> **Do this**
Output, word for word, the part of the listing below that opens with the line containing "of the spire" and runs through the end of the listing, both ends included. Give only those lines.

::: Dataset

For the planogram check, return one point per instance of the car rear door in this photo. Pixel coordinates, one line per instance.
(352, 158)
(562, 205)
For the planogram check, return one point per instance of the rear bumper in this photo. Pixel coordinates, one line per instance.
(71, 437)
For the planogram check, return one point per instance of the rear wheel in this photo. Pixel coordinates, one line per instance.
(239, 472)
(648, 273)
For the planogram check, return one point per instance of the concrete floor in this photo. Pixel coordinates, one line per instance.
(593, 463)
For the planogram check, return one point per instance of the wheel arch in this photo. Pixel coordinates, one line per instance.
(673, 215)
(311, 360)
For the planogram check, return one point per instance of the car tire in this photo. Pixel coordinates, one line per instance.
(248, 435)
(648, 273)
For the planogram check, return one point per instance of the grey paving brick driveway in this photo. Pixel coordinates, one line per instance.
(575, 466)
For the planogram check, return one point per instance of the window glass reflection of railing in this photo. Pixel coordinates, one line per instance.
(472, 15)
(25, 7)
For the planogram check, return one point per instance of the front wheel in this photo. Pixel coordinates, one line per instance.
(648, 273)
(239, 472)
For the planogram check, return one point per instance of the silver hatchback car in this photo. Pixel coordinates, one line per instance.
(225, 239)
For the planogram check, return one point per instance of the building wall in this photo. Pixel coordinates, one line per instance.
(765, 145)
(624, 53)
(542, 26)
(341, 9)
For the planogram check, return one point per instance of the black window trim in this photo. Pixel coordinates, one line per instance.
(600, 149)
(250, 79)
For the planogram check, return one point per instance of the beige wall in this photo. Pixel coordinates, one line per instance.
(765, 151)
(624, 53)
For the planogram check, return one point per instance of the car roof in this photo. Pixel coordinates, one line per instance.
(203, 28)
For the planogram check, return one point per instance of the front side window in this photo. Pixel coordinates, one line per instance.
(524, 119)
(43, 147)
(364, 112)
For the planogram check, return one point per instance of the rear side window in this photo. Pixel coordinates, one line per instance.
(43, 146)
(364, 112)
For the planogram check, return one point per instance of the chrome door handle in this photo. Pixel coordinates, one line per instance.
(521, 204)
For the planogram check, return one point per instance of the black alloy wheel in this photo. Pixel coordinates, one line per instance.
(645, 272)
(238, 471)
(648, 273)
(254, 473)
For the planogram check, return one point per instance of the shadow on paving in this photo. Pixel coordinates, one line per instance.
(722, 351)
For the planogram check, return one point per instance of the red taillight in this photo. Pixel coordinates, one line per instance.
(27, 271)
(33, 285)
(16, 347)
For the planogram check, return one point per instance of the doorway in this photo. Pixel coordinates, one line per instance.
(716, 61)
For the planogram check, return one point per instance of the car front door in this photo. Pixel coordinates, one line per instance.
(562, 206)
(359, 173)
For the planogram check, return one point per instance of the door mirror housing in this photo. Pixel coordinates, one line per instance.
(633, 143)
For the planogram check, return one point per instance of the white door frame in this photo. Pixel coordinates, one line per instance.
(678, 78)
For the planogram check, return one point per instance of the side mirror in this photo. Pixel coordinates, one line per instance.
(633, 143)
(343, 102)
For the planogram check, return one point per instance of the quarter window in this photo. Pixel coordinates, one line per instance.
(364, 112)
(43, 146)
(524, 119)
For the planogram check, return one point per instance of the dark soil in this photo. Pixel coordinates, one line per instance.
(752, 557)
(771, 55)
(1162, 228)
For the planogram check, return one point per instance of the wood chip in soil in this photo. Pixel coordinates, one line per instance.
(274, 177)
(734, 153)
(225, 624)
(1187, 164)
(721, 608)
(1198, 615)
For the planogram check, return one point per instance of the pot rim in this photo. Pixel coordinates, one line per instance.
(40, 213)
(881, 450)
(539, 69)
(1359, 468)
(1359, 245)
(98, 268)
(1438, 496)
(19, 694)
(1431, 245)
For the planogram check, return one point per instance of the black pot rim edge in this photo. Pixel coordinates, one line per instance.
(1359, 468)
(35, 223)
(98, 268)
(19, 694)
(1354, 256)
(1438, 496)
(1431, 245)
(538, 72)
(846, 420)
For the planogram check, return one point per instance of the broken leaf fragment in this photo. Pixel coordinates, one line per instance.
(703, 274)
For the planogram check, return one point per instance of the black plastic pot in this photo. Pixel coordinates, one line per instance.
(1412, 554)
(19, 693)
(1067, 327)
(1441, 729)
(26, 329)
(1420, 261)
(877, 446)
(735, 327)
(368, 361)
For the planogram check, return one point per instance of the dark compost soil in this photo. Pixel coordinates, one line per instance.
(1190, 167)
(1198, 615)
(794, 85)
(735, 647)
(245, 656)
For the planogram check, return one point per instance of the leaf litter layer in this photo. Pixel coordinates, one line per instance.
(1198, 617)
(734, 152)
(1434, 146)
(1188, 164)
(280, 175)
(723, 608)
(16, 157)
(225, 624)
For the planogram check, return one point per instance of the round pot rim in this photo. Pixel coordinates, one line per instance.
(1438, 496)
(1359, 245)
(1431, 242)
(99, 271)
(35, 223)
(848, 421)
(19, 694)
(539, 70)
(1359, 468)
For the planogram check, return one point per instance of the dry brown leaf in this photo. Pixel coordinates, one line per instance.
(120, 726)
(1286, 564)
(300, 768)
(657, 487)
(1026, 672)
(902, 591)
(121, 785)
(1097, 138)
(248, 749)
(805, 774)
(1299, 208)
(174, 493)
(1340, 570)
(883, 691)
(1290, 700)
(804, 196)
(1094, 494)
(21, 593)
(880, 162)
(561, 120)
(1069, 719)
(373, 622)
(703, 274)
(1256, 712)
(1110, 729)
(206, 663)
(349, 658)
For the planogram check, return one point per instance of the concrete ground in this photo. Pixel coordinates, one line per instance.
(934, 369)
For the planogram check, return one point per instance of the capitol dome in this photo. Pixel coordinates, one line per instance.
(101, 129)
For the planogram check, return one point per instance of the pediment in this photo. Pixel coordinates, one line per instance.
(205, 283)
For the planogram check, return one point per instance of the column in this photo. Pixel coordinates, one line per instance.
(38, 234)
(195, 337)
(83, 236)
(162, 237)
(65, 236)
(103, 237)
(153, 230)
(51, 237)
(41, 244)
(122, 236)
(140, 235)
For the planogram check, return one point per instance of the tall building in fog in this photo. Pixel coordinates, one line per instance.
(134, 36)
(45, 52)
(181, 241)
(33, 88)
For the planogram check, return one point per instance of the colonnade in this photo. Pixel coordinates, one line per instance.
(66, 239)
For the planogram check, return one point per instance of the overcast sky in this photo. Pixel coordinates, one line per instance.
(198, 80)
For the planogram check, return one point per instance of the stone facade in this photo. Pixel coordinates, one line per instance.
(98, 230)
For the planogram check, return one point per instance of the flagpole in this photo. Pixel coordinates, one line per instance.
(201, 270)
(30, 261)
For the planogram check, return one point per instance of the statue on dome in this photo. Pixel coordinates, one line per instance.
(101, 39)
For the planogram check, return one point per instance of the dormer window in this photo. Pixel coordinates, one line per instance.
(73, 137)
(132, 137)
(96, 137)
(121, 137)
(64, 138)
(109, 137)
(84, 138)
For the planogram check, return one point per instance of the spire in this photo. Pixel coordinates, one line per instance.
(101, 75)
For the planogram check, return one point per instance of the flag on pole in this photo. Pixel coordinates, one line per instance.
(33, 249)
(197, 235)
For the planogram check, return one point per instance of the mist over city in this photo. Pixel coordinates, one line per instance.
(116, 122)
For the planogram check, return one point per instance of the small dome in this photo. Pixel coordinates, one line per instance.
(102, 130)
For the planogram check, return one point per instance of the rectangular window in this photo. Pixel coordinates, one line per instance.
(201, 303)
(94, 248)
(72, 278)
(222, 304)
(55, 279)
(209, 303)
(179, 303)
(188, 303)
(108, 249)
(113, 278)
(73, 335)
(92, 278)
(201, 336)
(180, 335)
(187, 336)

::::::

> **Finished exercise**
For the planogram check, return one point per instance of the spire in this photo. Pixel coordinates, one line per instance.
(101, 75)
For the planogram check, return one point per instance of the flag on pole in this photo. Pixel coordinates, one line per instance.
(33, 249)
(197, 235)
For the planogram check, return one point per instance of the mist over city in this photo. Pixel coordinates, one line per instance.
(116, 122)
For the planogram check, return one point per instance of the small dome in this photo. Pixel coordinates, one line per instance.
(102, 130)
For the planogram check, return one point per instance of the rectangular window in this photo. Pixel coordinates, one line per instance.
(201, 303)
(94, 248)
(72, 278)
(222, 304)
(55, 279)
(209, 303)
(179, 303)
(188, 303)
(108, 249)
(113, 278)
(73, 335)
(92, 278)
(201, 336)
(180, 335)
(187, 336)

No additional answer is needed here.